[What to work on]
Answer these questions using the onion farming article below:
(a) About how much money does the country spend each year importing onions?
(b) About how many tonnes of onion were produced locally last year?
(c) How many onion varieties are being evaluated for local production?

[Text excerpt]
= = = = = = =

Minister of Agriculture and Fisheries, Dr. Christopher Tufton, wants to cut importation of onions into the island by half within the next two years, by increasing local production.
Speaking at the Research and Development Division of the Ministry of Agriculture’s Onion Field Day, Tuesday (August 24), at the Bodles Research Station in St. Catherine, Dr. Tufton pointed out that the country currently imports about US$4 million worth of onions each year.
Minister of Agriculture and Fisheries, Dr. Christopher Tufton (right), admires some of the onions reaped under a pilot project being carried out by the Ministry’s Research and Development Division, at the Bodles Research Station in St. Catherine, during the Division’s Onion Field Day, Tuesday (August 24). Also pictured is Principal Research Director in the Ministry’s Research and Development Division, Dr. Marcia Thomas.
Underscoring the disparity between the amounts of the crop produced and consumption levels, Dr. Tufton said data suggests that Jamaicans consume about 12,000 tonnes of onion each year, while last year only about 721 tonnes were produced.
“That is approximately six to seven per cent of overall [consumption] that we were able to produce locally. Now, that six to seven per cent, incidentally, represents a 60 per cent increase, last year over the year before. So, in a sense we are going in the right direction, but still very far from the target,” he explained.
Reminiscing on past years, when onions were widely produced in the island, Dr. Tufton blamed the decline on the liberalisation of markets and lack of investment in capacity building in that area. He said the research being carried out at Bodles was one of the avenues the Ministry is using to develop onion farming, by providing farmers with the necessary information on best practices.
Today’s Field Day, was intended to update the Minister and provide farmers with information on research into onion cultivation in Jamaica, being carried out at the Bodles Research Station. The eight varieties being evaluated for local production are the Cougar, Jaguar, Superex, Caballero, Texas Early Grano, Granex yellow F1 Hybrid, Granex and Sweet Onion (BZ-64).

= = = = = = =

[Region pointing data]
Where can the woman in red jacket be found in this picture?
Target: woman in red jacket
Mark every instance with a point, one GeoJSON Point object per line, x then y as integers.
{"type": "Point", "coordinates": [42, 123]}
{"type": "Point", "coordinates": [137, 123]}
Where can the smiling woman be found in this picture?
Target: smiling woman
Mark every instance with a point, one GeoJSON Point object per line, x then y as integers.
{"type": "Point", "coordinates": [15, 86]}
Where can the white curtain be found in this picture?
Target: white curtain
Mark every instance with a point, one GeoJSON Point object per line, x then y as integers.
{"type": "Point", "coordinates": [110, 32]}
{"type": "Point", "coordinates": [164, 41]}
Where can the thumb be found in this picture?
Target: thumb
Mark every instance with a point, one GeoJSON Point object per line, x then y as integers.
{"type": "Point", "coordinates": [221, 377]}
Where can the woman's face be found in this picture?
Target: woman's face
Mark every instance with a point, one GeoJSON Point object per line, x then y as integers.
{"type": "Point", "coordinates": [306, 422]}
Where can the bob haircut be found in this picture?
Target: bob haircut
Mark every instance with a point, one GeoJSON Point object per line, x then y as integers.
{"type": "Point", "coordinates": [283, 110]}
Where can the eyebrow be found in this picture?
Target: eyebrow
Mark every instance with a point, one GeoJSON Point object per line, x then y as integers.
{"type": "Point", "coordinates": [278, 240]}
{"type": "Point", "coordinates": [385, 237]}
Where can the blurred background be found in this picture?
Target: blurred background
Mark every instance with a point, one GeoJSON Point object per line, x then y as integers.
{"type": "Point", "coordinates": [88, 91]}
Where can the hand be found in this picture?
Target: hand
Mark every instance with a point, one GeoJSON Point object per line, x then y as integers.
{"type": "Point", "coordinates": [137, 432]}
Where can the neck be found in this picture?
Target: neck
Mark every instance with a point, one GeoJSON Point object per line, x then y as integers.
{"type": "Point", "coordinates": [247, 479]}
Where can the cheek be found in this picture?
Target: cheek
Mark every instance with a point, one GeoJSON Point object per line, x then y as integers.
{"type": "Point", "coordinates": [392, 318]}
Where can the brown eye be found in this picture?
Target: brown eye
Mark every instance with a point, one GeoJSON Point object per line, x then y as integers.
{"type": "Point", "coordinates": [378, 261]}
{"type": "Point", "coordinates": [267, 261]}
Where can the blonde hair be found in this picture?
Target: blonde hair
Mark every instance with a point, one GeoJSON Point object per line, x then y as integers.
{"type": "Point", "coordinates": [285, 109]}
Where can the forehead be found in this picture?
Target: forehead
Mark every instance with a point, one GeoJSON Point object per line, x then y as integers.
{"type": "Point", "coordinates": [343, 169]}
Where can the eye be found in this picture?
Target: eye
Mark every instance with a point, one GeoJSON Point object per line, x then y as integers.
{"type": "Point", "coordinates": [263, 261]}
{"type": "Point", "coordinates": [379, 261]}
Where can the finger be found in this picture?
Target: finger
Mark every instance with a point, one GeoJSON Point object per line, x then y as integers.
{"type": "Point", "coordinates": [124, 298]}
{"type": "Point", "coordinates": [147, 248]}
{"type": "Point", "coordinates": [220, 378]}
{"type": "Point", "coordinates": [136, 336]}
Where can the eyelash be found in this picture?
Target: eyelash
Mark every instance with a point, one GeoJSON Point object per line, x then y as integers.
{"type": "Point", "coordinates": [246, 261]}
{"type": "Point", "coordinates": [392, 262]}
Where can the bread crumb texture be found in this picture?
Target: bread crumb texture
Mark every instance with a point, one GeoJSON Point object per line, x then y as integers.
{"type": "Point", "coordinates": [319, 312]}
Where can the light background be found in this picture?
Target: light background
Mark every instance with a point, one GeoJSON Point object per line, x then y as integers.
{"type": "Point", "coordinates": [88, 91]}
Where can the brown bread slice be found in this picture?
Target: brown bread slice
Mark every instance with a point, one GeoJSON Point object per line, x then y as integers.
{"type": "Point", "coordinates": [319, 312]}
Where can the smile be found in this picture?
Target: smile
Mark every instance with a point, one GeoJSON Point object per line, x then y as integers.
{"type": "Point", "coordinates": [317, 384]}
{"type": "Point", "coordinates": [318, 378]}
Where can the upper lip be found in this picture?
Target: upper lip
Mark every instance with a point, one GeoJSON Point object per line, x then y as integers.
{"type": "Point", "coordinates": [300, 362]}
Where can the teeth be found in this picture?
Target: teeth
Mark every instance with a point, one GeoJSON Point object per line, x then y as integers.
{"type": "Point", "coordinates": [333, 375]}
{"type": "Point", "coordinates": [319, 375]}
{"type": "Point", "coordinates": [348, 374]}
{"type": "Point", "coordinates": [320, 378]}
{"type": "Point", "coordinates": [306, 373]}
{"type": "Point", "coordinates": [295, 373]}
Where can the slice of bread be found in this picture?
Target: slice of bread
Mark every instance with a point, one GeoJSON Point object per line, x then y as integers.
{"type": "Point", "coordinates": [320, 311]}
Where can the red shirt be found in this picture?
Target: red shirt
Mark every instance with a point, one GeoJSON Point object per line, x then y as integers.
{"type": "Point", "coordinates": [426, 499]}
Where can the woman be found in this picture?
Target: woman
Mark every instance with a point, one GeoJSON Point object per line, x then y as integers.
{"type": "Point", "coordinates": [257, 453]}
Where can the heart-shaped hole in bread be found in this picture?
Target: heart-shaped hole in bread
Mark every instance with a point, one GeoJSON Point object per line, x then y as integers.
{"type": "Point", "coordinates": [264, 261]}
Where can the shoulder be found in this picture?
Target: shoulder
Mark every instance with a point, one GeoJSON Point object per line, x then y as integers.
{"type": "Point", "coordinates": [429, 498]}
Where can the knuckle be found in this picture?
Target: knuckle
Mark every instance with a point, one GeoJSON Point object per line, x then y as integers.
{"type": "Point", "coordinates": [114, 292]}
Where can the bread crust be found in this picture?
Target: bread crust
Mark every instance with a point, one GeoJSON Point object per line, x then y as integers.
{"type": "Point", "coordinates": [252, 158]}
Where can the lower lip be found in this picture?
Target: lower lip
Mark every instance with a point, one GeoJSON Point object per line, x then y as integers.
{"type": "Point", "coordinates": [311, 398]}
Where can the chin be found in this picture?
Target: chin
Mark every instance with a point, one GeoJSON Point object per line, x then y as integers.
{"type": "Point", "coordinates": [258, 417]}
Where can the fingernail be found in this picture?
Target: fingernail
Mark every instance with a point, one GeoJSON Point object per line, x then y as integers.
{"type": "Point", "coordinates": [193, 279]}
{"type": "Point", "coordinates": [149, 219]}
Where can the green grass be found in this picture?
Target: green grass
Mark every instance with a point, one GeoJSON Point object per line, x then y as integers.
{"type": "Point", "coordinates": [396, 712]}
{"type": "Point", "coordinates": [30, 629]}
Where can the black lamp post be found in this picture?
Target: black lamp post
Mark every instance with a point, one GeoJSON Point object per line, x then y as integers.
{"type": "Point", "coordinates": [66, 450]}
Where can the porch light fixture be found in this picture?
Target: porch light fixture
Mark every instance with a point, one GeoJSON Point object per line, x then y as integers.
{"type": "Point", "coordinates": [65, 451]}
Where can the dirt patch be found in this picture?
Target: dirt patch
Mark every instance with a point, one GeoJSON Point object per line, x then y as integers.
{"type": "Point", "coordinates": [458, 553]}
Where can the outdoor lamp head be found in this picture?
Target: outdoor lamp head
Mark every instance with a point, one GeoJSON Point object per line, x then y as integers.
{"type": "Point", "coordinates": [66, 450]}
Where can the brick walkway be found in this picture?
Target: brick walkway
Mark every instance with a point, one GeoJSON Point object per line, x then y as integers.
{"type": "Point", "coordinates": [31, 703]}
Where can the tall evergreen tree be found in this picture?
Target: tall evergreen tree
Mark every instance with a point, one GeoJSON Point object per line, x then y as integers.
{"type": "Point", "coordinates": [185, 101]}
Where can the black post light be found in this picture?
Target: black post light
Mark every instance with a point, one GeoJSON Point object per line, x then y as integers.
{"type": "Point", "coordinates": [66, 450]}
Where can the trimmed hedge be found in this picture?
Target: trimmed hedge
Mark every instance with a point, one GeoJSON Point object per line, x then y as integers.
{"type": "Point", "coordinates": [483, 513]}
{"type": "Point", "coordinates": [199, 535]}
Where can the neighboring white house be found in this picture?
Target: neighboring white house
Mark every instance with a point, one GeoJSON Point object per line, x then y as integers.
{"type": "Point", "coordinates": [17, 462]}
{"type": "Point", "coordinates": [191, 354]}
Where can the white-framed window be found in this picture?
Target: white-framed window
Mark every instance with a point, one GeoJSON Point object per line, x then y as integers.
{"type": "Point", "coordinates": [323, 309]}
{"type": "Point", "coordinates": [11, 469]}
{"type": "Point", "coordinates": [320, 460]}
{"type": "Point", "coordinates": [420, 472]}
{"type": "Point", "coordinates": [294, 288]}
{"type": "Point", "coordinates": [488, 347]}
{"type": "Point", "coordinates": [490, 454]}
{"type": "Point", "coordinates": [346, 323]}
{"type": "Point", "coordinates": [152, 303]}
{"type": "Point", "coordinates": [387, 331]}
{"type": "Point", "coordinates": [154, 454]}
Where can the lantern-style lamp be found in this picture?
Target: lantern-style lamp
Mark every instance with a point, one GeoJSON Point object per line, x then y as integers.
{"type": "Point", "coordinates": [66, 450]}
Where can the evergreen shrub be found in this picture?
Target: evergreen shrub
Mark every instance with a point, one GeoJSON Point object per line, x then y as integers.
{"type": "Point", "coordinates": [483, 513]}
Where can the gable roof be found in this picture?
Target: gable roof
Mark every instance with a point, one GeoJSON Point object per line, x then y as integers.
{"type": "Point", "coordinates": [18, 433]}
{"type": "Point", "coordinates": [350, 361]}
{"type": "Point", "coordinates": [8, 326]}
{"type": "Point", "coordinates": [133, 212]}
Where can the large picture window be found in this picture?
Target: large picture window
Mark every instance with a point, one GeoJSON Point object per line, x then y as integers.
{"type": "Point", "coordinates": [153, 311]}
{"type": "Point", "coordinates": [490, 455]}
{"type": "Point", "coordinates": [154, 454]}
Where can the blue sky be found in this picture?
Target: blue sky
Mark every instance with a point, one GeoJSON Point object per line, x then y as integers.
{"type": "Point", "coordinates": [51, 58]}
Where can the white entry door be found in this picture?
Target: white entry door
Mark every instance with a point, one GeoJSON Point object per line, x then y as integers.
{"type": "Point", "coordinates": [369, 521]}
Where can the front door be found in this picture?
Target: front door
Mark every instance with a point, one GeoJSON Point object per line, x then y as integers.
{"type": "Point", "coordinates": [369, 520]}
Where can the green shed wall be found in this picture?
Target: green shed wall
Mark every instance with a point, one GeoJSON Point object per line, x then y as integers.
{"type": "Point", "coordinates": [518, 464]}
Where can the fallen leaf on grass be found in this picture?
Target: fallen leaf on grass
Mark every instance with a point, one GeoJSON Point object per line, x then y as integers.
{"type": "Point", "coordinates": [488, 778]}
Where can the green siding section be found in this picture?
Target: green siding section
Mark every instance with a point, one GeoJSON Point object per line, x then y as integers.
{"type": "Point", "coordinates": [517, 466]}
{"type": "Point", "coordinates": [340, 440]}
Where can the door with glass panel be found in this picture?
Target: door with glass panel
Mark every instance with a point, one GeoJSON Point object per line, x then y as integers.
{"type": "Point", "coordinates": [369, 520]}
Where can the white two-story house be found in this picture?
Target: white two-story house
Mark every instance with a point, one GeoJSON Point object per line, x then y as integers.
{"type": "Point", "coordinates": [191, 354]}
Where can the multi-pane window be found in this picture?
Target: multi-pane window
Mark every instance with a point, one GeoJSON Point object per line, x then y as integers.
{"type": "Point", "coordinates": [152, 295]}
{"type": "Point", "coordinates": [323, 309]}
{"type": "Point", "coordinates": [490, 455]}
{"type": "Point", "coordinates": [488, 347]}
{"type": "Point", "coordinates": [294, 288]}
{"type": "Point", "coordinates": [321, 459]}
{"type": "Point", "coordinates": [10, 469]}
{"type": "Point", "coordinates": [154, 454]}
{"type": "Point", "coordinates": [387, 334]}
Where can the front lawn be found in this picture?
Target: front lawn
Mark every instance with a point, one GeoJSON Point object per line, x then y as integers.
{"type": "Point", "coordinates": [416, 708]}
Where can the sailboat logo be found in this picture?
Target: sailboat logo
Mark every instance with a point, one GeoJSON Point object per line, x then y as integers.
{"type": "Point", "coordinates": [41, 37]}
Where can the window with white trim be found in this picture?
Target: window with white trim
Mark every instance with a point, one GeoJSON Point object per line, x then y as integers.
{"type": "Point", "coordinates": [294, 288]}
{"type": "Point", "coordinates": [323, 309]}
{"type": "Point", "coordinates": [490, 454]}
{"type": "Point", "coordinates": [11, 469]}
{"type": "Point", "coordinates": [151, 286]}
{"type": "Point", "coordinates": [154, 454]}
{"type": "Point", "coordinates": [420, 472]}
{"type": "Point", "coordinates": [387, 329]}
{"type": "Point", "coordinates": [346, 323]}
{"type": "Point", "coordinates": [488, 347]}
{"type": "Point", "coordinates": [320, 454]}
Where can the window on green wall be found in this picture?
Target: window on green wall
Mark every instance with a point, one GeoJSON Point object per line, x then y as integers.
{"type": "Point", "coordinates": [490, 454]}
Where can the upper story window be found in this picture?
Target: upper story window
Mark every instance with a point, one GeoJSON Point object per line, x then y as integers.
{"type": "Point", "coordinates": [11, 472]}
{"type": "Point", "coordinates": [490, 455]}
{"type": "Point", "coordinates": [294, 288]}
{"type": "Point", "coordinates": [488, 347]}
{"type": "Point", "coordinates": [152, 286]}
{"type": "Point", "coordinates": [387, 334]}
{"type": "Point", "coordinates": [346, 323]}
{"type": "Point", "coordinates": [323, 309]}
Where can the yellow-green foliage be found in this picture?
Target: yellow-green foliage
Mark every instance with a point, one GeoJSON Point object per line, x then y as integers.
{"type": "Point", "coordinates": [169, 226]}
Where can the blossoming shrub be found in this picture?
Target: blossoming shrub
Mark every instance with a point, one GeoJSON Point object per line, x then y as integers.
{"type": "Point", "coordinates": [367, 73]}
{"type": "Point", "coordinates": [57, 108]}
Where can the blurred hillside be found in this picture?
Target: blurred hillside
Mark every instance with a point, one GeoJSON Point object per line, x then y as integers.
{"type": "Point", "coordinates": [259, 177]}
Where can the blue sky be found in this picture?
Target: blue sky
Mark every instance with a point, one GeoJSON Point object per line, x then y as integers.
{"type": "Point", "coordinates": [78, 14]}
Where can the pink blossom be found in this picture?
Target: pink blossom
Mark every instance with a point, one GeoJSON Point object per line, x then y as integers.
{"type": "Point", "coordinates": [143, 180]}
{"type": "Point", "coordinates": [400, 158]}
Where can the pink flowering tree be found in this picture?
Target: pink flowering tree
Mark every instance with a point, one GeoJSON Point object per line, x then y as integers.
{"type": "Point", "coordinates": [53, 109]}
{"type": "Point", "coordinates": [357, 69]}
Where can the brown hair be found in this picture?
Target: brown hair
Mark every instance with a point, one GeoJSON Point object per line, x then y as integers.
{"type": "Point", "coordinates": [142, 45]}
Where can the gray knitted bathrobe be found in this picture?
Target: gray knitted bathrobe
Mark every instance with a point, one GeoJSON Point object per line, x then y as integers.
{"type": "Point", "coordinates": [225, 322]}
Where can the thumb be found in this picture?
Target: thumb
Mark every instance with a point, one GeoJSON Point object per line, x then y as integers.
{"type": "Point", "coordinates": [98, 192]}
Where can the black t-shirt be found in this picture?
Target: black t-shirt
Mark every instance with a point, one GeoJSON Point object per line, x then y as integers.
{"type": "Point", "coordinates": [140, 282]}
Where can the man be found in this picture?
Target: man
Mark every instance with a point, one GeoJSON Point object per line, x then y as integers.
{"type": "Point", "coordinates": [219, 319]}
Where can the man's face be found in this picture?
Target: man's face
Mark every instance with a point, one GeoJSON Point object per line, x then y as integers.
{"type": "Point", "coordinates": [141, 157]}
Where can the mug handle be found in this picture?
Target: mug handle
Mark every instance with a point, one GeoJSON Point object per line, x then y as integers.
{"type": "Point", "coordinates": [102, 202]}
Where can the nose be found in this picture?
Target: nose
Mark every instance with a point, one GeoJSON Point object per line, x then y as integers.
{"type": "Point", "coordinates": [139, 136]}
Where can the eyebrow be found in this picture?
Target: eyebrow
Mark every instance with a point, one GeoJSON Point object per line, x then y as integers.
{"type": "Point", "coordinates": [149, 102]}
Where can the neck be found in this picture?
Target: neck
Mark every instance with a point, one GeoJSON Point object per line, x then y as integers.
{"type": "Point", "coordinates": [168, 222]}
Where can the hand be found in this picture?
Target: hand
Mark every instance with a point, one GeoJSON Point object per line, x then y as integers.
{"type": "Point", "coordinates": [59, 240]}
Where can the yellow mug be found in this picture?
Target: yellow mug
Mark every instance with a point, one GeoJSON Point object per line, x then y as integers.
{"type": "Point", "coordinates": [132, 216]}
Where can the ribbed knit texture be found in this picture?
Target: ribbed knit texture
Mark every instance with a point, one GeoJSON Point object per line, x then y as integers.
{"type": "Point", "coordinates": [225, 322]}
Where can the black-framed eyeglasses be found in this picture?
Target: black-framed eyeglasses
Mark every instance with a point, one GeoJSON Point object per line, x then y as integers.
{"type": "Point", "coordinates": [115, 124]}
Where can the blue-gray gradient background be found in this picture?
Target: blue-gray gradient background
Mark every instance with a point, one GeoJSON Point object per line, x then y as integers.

= = = = = = =

[Reply to the exercise]
(a) About US$4 million.
(b) About 721 tonnes.
(c) Eight.